Referring expression pointing data

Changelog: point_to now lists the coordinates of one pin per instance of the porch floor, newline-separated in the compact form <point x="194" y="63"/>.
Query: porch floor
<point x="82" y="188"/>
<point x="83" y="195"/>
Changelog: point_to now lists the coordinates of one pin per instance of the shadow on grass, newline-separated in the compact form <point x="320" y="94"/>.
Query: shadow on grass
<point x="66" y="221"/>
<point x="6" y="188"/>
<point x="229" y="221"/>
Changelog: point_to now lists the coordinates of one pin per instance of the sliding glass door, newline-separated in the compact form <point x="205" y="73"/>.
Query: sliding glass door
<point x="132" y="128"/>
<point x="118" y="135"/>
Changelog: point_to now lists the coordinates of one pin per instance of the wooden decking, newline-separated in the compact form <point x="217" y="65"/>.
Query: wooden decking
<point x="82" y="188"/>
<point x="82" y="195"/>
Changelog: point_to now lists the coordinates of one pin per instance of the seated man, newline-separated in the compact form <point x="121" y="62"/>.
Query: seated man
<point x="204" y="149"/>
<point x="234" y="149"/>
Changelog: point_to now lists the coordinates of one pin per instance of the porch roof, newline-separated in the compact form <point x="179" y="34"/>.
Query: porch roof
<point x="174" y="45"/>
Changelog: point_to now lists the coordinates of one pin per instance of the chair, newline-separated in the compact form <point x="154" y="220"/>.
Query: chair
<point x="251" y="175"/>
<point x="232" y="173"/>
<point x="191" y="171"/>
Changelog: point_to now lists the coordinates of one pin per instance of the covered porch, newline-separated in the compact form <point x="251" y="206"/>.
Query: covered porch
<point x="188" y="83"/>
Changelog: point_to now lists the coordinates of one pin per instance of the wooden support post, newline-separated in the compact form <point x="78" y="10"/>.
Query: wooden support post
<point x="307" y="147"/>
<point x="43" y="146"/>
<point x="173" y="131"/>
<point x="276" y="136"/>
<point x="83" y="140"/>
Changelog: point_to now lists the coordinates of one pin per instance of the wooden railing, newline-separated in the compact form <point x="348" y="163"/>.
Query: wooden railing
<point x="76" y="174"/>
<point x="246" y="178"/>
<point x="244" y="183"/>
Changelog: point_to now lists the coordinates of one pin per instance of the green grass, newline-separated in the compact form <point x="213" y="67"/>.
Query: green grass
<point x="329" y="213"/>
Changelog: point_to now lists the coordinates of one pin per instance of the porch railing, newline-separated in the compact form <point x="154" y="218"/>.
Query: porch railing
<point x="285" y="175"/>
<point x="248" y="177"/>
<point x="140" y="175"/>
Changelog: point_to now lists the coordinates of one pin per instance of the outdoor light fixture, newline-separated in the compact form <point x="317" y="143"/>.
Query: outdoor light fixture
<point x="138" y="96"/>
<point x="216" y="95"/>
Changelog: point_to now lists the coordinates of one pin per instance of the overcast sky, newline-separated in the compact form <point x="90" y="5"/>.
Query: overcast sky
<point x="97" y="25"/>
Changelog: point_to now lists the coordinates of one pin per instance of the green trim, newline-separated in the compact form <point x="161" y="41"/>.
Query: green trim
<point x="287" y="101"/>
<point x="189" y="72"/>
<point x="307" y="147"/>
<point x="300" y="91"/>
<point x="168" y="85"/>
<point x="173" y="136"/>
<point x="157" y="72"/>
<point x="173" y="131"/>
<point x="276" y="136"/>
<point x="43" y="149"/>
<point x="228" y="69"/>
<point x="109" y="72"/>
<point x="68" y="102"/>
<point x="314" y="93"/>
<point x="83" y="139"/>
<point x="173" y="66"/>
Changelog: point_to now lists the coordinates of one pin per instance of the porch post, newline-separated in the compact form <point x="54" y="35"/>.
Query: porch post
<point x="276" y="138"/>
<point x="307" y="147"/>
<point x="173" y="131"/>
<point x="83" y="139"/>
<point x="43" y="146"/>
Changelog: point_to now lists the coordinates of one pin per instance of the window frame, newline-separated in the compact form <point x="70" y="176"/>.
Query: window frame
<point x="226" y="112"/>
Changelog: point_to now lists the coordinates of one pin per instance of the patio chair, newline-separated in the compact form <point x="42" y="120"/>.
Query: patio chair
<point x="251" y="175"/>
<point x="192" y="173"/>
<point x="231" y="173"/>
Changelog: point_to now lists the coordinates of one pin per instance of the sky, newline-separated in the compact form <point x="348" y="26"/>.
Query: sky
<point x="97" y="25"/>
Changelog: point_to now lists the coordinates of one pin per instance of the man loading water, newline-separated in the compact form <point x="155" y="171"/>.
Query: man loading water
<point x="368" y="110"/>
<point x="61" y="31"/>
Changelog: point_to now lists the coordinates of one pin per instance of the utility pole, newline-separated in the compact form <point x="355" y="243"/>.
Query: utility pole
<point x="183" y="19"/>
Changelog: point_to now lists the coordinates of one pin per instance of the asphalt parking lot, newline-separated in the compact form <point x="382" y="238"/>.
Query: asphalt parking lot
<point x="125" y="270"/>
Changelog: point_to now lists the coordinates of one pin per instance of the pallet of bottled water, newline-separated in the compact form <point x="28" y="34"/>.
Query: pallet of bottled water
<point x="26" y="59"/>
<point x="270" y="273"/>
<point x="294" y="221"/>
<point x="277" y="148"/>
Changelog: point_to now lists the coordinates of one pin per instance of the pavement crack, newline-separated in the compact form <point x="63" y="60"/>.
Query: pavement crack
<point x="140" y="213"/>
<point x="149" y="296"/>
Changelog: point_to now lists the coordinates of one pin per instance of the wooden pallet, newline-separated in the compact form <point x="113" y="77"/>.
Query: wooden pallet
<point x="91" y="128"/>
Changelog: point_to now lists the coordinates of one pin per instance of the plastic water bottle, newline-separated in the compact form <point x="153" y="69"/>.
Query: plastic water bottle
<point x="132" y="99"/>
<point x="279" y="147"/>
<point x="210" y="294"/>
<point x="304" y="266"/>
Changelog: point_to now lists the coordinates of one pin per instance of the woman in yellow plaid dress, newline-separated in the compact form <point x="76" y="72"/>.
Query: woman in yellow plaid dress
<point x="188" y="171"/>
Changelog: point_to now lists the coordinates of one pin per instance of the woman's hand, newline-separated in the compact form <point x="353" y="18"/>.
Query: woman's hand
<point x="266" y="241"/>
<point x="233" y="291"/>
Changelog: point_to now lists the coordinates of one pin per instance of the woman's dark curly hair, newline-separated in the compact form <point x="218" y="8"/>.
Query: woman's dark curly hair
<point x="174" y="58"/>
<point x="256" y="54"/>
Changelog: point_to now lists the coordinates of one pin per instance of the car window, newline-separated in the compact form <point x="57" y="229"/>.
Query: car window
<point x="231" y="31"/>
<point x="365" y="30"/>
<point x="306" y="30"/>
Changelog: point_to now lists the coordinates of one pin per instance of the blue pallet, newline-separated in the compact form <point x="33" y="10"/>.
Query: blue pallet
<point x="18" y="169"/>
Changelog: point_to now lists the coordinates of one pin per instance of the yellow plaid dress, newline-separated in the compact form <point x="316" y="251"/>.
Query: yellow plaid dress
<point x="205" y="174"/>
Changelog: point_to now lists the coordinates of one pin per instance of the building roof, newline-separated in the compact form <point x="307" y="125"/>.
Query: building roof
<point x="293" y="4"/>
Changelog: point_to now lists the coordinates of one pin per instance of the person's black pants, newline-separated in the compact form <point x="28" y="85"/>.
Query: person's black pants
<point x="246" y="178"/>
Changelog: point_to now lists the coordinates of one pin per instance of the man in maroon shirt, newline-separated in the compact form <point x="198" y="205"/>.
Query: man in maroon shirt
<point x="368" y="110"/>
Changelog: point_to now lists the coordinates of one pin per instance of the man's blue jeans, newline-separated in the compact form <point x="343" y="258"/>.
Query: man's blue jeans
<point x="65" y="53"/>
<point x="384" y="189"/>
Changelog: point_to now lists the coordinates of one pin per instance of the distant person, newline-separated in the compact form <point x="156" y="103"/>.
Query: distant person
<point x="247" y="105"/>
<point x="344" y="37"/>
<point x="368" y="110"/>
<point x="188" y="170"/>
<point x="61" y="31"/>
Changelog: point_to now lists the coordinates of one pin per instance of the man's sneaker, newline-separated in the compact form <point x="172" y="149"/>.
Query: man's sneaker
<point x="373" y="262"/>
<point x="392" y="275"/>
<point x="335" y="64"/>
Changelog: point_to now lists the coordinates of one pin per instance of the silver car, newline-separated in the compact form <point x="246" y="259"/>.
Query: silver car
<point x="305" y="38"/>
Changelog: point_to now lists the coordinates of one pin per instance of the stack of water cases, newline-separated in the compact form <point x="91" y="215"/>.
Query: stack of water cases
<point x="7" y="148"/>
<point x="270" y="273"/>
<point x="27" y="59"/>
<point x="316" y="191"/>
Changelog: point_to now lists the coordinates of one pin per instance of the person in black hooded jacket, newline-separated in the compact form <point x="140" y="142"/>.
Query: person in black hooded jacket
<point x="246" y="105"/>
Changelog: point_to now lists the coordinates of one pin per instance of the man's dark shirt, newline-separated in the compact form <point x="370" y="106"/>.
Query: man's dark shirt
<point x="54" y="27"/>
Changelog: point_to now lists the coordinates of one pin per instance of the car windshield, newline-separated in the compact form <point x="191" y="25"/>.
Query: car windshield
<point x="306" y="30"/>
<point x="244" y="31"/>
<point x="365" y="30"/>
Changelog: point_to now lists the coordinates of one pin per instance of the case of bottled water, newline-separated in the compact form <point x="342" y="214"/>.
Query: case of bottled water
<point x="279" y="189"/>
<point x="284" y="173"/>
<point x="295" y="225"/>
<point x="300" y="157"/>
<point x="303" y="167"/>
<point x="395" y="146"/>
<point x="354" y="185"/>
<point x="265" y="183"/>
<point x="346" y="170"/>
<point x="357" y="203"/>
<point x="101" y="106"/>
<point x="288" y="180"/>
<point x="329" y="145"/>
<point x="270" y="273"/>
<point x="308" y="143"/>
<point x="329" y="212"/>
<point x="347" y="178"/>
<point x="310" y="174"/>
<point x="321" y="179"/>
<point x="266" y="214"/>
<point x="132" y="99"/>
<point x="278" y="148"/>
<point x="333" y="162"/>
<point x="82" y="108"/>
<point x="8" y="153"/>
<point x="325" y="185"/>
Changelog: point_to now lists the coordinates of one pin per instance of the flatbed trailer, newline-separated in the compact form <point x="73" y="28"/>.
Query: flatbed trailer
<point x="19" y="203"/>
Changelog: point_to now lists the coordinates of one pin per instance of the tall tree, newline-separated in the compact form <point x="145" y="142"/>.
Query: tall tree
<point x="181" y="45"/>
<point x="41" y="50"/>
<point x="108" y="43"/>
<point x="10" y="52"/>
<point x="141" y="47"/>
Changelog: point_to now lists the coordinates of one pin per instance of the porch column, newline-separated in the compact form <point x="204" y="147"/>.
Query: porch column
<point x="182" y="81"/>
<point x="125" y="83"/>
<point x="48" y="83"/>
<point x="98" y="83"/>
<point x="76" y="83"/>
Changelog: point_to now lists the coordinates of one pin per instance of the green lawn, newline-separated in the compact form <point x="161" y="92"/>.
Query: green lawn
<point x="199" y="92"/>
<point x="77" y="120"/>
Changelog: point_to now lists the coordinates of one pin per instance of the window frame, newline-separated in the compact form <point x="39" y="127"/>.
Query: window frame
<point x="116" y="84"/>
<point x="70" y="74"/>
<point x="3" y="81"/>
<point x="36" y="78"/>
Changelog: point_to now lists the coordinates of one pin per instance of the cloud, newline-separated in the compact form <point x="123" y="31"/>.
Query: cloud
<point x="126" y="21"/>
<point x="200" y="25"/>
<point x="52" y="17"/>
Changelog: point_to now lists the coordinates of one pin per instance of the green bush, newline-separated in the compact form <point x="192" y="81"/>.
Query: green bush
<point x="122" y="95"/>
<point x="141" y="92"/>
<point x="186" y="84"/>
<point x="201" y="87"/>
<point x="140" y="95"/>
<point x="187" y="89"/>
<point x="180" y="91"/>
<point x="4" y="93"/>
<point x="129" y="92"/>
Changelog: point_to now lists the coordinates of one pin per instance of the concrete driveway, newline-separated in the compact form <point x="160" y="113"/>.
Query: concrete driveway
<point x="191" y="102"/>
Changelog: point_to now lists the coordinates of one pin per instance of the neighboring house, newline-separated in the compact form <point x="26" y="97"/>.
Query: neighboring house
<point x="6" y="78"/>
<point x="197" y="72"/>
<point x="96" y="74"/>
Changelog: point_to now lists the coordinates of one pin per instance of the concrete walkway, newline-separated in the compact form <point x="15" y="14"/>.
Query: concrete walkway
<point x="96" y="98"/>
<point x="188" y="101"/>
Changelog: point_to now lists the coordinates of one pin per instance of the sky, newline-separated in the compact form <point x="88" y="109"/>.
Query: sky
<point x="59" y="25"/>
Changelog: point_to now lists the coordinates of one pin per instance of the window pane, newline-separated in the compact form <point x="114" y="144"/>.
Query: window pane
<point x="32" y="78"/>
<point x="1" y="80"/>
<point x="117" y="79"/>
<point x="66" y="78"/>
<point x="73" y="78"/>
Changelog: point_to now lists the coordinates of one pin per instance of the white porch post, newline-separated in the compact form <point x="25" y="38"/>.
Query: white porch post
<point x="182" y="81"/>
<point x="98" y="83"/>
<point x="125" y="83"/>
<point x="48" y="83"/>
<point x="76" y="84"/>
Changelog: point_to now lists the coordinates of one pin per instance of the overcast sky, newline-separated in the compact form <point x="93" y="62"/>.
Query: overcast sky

**Exercise instructions**
Only the lines from the beginning of the entries through the line bearing "porch roof, newline-separated" should be returned, each exactly as written.

**Reply**
Changelog: point_to now lists the coordinates of one pin per instance of the porch floor, newline-separated in the compact form <point x="194" y="63"/>.
Query: porch floor
<point x="82" y="188"/>
<point x="83" y="195"/>
Changelog: point_to now lists the coordinates of one pin per instance of the shadow on grass, newline-separated in the compact form <point x="320" y="94"/>.
Query: shadow on grass
<point x="66" y="221"/>
<point x="6" y="188"/>
<point x="229" y="221"/>
Changelog: point_to now lists the coordinates of one pin per instance of the sliding glass door, newline-separated in the compact form <point x="205" y="73"/>.
Query: sliding glass door
<point x="132" y="128"/>
<point x="118" y="135"/>
Changelog: point_to now lists the coordinates of one pin per instance of the wooden decking, newline-separated in the compact form <point x="217" y="65"/>.
Query: wooden decking
<point x="82" y="188"/>
<point x="82" y="195"/>
Changelog: point_to now lists the coordinates of one pin per instance of the seated man, newline-separated in the compact form <point x="121" y="62"/>.
Query: seated man
<point x="204" y="149"/>
<point x="234" y="149"/>
Changelog: point_to now lists the coordinates of one pin per instance of the porch roof, newline-separated in the compact form <point x="179" y="34"/>.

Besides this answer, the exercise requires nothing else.